This source says that the nomination process for AD involved more than winning a primary election.
This source documents the kinds of procedural efforts undertaken to ensure that delegates for Prieto were not elected by district conventions (if a convention was likely to support Prieto, the party machinery ensured that no convention was held).
Wikipedia's own History of Venezuela states "As the vote was an internal party affair the true results are not really known. It is as likely that Prieto Figueroa won as that he didn’t, but the party hierarchy claimed that Barrios had and Barrios became the official candidate."
The long and the short of it is that it is too simplistic to say that Prieto "denied the winner of its primary election" the nomination because the winner of the primary would not automatically become the nominated candidate of the AD. There is more out there to support the contention (which I think is probably accurate) that the AD snookered Prieto out of the nomination, but to have a "Did You Know?" posted to the front page of Wikipedia on the basis of one reference that doesn't tell the whole story is pretty embarrassing. Zachary Klaas (talk) 22:12, 13 September 2010 (UTC)
- No, the long and the short of it is that (a) Prieto was opposed by Barrios/Betancourt faction for being too left (b) after the party decided to hold primaries to choose members of the national convention, Prieto swept them, and would have won a landslide at a properly held national nominating convention. (c) knowing this, the Betancouristas engaged in various tactics to prevent Prieto winning, leading to all kinds of inter-party warring, and ultimately provoking the split. One of your book refs is Coppedge (1994); a later page (126-7) has more detail. in sum "But the results of the district conventions only strengthened Prieto's lead and made his victory at the national convention virtually inevitable. The only way the Ins could stop the Outs was to play dirty in the rest of the nomination process, and it was these tactics that provoked the split." (pp126-7) I concede though that the original ref used makes it sound like a direct primary election of Prieto, rather than elections for nominating convention members. Rd232 talk 13:31, 15 September 2010 (UTC)

**Material provided**

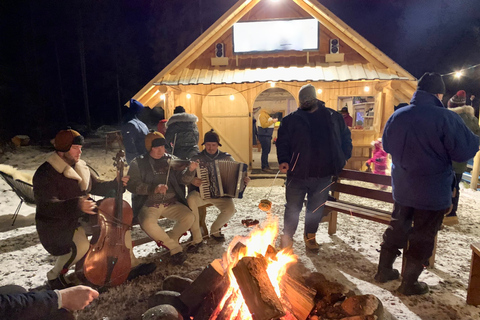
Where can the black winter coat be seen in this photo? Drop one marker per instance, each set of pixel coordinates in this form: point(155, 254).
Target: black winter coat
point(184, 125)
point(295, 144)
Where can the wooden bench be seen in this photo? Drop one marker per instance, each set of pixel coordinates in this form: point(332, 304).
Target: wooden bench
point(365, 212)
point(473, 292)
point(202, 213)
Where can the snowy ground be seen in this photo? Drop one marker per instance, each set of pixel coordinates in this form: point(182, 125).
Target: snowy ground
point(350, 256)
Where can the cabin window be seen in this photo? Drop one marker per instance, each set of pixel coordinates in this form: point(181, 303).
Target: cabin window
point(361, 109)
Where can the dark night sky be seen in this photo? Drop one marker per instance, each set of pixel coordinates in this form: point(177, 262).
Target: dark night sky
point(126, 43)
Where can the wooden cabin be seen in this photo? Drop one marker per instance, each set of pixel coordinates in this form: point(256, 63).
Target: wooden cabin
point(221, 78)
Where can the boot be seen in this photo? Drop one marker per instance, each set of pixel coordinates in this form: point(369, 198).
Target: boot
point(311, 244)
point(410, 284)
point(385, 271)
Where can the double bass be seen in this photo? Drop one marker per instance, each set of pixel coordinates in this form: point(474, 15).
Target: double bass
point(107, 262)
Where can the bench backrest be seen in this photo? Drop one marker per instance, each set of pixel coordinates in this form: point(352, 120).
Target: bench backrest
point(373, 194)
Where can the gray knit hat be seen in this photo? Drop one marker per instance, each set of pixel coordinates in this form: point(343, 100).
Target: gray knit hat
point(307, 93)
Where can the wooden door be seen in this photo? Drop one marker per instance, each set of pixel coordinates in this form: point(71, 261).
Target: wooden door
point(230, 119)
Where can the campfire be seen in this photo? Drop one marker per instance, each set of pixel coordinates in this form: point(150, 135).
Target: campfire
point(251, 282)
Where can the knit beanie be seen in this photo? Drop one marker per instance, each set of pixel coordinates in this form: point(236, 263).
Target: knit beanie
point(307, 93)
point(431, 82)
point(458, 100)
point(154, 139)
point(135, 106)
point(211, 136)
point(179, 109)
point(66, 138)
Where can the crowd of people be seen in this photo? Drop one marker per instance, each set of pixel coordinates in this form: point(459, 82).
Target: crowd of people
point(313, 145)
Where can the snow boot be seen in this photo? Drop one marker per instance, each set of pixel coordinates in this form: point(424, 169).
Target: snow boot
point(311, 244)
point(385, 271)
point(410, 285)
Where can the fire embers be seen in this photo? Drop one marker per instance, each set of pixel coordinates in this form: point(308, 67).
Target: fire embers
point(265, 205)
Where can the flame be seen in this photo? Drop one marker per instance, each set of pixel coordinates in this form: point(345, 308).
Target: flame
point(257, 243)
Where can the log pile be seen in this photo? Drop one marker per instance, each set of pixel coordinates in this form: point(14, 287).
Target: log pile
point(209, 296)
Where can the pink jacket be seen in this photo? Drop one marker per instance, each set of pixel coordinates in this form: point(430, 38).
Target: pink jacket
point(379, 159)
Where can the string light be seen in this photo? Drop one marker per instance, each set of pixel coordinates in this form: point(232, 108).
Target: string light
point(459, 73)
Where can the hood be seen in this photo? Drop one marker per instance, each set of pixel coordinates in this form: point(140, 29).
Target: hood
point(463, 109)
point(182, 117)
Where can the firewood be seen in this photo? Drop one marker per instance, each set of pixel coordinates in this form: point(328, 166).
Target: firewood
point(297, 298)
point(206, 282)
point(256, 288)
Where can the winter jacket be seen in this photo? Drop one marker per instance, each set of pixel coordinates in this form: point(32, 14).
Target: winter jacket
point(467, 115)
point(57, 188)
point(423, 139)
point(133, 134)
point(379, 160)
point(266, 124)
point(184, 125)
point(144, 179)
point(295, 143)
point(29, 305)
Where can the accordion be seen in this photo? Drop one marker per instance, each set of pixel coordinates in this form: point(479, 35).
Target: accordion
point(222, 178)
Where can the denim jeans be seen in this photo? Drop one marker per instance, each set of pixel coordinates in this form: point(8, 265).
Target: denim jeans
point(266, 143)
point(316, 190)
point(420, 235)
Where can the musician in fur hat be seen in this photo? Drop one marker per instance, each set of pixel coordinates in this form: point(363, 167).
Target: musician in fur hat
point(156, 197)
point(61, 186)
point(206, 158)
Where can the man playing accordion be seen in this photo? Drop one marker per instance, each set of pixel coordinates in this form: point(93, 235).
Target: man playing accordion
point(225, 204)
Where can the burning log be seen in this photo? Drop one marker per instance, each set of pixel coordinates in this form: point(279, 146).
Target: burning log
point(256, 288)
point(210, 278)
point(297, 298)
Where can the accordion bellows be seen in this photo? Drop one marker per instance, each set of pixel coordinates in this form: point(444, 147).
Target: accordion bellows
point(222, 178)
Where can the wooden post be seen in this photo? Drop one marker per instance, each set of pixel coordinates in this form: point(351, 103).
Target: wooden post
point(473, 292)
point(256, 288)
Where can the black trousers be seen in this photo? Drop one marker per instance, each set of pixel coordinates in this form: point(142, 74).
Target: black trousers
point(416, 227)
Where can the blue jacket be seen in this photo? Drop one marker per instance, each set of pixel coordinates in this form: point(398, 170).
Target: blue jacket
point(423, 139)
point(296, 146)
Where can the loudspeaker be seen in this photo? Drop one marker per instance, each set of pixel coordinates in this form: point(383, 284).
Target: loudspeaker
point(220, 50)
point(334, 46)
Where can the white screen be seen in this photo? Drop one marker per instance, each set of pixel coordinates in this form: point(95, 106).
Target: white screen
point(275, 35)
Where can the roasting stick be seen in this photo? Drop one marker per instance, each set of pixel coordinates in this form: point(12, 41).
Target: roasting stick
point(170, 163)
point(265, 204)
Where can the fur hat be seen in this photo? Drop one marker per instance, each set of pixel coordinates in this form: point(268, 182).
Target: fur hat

**Goals**
A) Echo word for word the part of the AD nomination discussion that opens with the words containing "The long and the short of it is that it" and closes with "13 September 2010 (UTC)".
B) Proceed with the discussion of the AD nomination from where it stops.

**Solved tasks**
A)
The long and the short of it is that it is too simplistic to say that Prieto "denied the winner of its primary election" the nomination because the winner of the primary would not automatically become the nominated candidate of the AD. There is more out there to support the contention (which I think is probably accurate) that the AD snookered Prieto out of the nomination, but to have a "Did You Know?" posted to the front page of Wikipedia on the basis of one reference that doesn't tell the whole story is pretty embarrassing. Zachary Klaas (talk) 22:12, 13 September 2010 (UTC)

B)
- You're saying this as if I contest any of the points you're making. I haven't done so. Put that perspective in the article and document it. What I said was that it's too simplistic to represent this as "Prieto won a primary, therefore he was entitled to the nomination". My overview of these sources say that he probably was entitled to the nomination, but the nomination process was considerably more involved than a single primary, because it did involve these district councils. I've also seen no source to indicate that the AD wasn't following its own internal rules. Was it a right under existing party bylaws for the party councils to decide to cancel the district councils? (I agree it's undemocratic to do so because a candidate one doesn't like is winning their delegates, but was it legal under the party rules?) Also, since the split caused the AD to actually go on to lose the election in 1968, shouldn't some indication that the "Ins" didn't actually get "in" be made? After all, if the Betancouristas provoked this split, it ended up not being very smart. Zachary Klaas (talk) 15:22, 15 September 2010 (UTC)
- I've revised the article to more clearly explain these issues. OK now? PS the Powell source goes into enough detail that it would surely have noted it if the party were allowed to cancel the district conventions (which they did after selectively holding some and not liking the results, which really renders any such procedural nicety moot - it was political). Rd232 talk 11:59, 16 September 2010 (UTC)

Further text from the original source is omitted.